- What is required -
Please work out how many of the lines below include "black". Only the number should be given.

####

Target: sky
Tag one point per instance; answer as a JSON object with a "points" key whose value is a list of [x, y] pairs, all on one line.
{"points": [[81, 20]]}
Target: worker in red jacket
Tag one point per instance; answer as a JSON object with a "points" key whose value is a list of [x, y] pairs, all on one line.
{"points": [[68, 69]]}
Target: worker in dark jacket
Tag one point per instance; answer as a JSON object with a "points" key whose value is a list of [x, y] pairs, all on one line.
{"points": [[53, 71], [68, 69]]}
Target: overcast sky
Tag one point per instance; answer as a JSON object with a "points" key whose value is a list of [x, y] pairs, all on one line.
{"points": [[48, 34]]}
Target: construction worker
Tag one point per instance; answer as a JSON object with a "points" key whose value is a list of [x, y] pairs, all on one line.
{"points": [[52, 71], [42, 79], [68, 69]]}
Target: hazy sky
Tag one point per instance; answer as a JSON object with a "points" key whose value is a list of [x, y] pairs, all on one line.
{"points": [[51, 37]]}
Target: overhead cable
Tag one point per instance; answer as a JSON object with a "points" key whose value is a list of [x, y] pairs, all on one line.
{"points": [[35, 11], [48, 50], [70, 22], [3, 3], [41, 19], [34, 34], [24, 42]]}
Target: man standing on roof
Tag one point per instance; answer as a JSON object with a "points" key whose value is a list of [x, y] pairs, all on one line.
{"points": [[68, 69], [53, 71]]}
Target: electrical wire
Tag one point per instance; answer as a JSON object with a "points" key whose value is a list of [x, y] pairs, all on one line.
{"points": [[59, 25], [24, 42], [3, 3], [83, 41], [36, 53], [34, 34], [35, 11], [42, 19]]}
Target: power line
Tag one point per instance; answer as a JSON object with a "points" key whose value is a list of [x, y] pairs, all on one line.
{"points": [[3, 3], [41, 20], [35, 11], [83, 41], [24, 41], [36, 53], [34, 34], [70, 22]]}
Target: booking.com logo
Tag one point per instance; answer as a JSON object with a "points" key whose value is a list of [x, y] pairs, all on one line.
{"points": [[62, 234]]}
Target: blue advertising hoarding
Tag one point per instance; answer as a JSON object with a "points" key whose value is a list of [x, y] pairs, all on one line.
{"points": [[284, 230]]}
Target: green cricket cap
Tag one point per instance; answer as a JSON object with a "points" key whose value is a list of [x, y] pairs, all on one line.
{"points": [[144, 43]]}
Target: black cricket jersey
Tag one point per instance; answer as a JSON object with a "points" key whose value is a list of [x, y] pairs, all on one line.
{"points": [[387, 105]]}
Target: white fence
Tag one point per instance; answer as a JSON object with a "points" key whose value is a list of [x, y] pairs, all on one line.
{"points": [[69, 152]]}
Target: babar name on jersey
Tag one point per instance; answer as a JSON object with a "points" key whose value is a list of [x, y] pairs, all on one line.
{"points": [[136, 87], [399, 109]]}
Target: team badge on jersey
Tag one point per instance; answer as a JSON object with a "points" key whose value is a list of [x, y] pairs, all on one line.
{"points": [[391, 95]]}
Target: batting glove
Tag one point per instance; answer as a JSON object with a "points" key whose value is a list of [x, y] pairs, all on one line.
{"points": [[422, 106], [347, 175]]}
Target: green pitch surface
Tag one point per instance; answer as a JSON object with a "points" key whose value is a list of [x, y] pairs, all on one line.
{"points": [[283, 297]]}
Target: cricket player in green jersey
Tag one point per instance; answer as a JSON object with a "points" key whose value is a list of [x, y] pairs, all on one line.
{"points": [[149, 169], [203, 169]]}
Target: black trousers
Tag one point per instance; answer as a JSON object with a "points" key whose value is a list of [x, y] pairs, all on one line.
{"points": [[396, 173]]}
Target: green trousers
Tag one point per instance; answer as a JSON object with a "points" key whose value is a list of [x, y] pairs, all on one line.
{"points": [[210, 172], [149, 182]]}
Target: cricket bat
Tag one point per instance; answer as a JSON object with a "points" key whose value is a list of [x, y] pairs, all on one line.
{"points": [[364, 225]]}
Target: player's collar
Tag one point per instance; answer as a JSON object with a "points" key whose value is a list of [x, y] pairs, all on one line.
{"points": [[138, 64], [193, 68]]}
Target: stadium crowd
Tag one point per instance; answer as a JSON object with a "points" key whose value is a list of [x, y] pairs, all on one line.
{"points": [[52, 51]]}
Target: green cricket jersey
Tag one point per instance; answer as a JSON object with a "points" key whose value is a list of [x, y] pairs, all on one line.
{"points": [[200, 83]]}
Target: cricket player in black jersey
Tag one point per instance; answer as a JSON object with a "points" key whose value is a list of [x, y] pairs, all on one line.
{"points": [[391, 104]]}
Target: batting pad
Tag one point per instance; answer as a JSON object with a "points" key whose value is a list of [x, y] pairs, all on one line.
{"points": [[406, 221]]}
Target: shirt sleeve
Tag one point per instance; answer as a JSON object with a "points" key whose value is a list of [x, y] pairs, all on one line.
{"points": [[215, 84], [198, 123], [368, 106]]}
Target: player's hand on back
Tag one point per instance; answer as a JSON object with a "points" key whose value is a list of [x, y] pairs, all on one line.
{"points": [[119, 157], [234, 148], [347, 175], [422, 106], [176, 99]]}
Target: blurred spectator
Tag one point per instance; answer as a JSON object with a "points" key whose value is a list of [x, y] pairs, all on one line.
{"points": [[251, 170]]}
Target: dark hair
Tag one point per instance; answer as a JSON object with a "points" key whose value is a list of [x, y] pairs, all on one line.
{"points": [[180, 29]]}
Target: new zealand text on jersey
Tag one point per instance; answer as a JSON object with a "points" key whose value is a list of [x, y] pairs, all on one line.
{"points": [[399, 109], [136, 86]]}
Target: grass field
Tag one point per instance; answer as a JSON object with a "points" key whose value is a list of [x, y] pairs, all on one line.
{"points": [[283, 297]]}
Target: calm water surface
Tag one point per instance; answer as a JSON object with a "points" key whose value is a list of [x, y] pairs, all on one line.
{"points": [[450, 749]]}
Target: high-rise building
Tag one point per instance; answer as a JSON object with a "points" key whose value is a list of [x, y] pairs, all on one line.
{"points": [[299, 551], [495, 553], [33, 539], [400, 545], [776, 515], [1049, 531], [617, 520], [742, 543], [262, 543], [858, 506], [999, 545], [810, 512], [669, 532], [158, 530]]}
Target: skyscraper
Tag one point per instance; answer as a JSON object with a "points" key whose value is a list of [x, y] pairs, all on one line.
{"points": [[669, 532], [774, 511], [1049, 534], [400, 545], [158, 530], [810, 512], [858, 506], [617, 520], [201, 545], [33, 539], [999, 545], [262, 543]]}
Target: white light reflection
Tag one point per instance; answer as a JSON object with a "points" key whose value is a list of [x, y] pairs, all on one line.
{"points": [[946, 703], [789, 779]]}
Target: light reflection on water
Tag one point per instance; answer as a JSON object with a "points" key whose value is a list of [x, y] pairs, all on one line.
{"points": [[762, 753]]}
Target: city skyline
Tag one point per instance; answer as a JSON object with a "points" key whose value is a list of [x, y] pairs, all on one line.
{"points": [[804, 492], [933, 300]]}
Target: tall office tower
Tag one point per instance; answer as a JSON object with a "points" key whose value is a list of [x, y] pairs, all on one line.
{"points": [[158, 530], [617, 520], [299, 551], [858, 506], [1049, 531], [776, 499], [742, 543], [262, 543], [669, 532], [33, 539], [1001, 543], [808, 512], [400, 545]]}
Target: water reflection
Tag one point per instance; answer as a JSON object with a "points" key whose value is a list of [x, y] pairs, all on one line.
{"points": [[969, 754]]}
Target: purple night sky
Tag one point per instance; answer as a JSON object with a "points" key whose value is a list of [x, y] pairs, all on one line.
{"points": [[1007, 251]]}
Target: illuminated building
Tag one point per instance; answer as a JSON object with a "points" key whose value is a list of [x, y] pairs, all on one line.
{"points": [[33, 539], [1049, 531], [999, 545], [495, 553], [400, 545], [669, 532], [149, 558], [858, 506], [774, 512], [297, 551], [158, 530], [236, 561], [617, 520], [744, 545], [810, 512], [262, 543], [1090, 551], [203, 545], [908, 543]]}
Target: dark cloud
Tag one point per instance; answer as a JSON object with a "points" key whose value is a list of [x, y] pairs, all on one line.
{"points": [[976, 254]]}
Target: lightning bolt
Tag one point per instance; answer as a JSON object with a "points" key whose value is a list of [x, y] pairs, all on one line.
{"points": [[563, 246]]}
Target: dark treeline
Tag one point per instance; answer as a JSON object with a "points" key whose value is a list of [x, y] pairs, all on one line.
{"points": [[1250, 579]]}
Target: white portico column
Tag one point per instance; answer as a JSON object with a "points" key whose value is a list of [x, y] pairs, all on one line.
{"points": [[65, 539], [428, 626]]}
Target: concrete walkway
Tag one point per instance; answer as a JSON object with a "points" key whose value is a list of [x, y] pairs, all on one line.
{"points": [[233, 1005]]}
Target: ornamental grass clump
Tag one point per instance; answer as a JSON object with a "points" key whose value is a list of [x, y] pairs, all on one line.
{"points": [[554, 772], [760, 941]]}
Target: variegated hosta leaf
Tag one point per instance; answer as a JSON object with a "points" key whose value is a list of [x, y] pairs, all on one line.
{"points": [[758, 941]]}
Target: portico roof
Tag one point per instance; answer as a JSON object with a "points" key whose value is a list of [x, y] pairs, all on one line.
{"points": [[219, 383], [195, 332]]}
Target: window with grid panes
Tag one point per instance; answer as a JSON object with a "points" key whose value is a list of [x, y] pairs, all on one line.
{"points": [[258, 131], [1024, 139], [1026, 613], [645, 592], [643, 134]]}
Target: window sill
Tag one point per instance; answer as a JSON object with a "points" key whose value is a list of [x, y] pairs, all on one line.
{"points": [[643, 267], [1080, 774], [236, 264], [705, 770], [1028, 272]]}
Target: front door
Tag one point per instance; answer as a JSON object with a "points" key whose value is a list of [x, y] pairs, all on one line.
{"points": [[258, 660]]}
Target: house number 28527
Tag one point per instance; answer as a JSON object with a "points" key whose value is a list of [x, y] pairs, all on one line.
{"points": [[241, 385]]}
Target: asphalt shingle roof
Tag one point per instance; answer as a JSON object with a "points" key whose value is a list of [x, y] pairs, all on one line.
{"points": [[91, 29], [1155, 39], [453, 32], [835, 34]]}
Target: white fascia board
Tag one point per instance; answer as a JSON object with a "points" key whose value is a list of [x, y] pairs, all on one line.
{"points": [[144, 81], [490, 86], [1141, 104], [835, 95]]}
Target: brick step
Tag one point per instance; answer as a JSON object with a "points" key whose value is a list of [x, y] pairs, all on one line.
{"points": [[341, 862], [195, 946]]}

####

- Exercise result -
3